# PROBLEM DESCRIPTION:
In the forum post about green dots on an HDMI input, how often does the screen go fully black?

# My Home theater in a box shows green dots when upscaling to 1080p via hdmi help?



## jankee22 (Apr 23, 2009)

Ok i have a 47 inch lcd from vizio (GV47LF) and it was working fine on all the inputs or ports i had used to the moment like rca(yellow), component , but after a year i bought a ps3 amd tried to connect it via hdmi . i wantes to use it as a blu ray player but when i did this and went to the hdmi source on the tv it was displaying a lot of tiny green dots and like every 3 seconds the screen goes fully black then the dots again. Soo.. i thought well maybe the cable i bought has problems . Then i bought 2 cable mores and the same problem. I realized maybe it was the system (ps3) but after that i told my self well lets try with other thing and i connected my home theater in a box which upscales to 1080p via hdmi and the same probelm soo i think and im pretty sure the problem is my tv. Can anyone help me with this problem?

# DATASET EXCERPTS:
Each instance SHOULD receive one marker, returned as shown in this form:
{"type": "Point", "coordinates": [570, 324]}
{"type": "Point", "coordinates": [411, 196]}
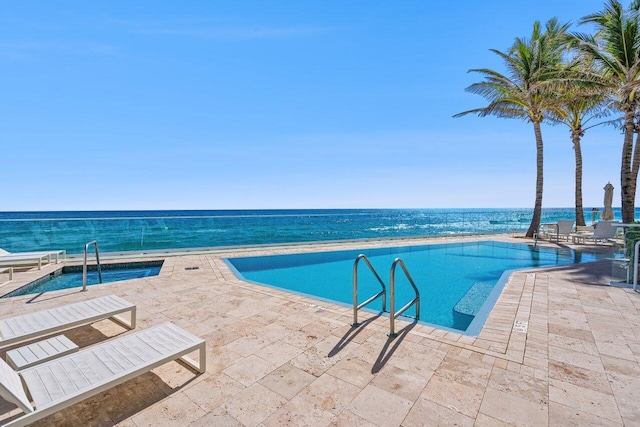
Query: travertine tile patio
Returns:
{"type": "Point", "coordinates": [275, 358]}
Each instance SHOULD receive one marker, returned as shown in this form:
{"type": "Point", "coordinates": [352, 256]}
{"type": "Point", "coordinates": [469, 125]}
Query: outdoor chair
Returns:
{"type": "Point", "coordinates": [62, 382]}
{"type": "Point", "coordinates": [46, 322]}
{"type": "Point", "coordinates": [555, 231]}
{"type": "Point", "coordinates": [602, 232]}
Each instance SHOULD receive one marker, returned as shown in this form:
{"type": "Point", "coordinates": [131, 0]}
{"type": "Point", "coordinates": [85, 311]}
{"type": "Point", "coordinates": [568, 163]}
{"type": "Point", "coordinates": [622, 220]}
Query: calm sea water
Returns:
{"type": "Point", "coordinates": [118, 231]}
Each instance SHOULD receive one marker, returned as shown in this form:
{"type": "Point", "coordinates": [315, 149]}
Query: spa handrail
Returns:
{"type": "Point", "coordinates": [84, 267]}
{"type": "Point", "coordinates": [392, 292]}
{"type": "Point", "coordinates": [382, 293]}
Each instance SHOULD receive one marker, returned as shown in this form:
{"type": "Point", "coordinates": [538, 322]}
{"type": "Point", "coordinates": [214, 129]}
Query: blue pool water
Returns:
{"type": "Point", "coordinates": [71, 277]}
{"type": "Point", "coordinates": [457, 282]}
{"type": "Point", "coordinates": [118, 231]}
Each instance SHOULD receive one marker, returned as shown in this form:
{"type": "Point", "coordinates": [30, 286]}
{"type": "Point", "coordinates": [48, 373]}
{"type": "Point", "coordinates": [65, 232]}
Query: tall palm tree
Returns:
{"type": "Point", "coordinates": [526, 91]}
{"type": "Point", "coordinates": [616, 49]}
{"type": "Point", "coordinates": [583, 99]}
{"type": "Point", "coordinates": [576, 114]}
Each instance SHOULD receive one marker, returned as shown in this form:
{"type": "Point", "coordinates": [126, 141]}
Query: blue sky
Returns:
{"type": "Point", "coordinates": [278, 104]}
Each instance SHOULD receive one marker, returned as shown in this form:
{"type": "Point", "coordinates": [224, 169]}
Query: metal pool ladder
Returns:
{"type": "Point", "coordinates": [392, 290]}
{"type": "Point", "coordinates": [382, 293]}
{"type": "Point", "coordinates": [84, 267]}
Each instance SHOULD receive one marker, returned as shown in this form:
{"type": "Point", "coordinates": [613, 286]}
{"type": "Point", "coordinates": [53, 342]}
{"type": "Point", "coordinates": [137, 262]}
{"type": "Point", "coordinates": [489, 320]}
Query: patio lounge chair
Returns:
{"type": "Point", "coordinates": [62, 382]}
{"type": "Point", "coordinates": [603, 232]}
{"type": "Point", "coordinates": [46, 322]}
{"type": "Point", "coordinates": [554, 231]}
{"type": "Point", "coordinates": [15, 259]}
{"type": "Point", "coordinates": [9, 271]}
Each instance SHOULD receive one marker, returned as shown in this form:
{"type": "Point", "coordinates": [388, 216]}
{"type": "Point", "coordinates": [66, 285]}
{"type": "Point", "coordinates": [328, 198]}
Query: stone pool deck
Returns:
{"type": "Point", "coordinates": [559, 348]}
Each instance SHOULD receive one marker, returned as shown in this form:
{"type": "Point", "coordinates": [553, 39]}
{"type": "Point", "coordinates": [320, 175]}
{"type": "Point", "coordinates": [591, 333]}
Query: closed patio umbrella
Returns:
{"type": "Point", "coordinates": [607, 212]}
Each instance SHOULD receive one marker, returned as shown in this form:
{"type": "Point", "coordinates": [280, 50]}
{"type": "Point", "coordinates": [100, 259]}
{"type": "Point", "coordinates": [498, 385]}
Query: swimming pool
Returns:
{"type": "Point", "coordinates": [71, 277]}
{"type": "Point", "coordinates": [458, 282]}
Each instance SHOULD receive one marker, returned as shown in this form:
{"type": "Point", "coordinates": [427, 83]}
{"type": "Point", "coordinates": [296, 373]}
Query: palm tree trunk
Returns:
{"type": "Point", "coordinates": [537, 208]}
{"type": "Point", "coordinates": [626, 176]}
{"type": "Point", "coordinates": [575, 138]}
{"type": "Point", "coordinates": [634, 172]}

# REPLY:
About every 3 seconds.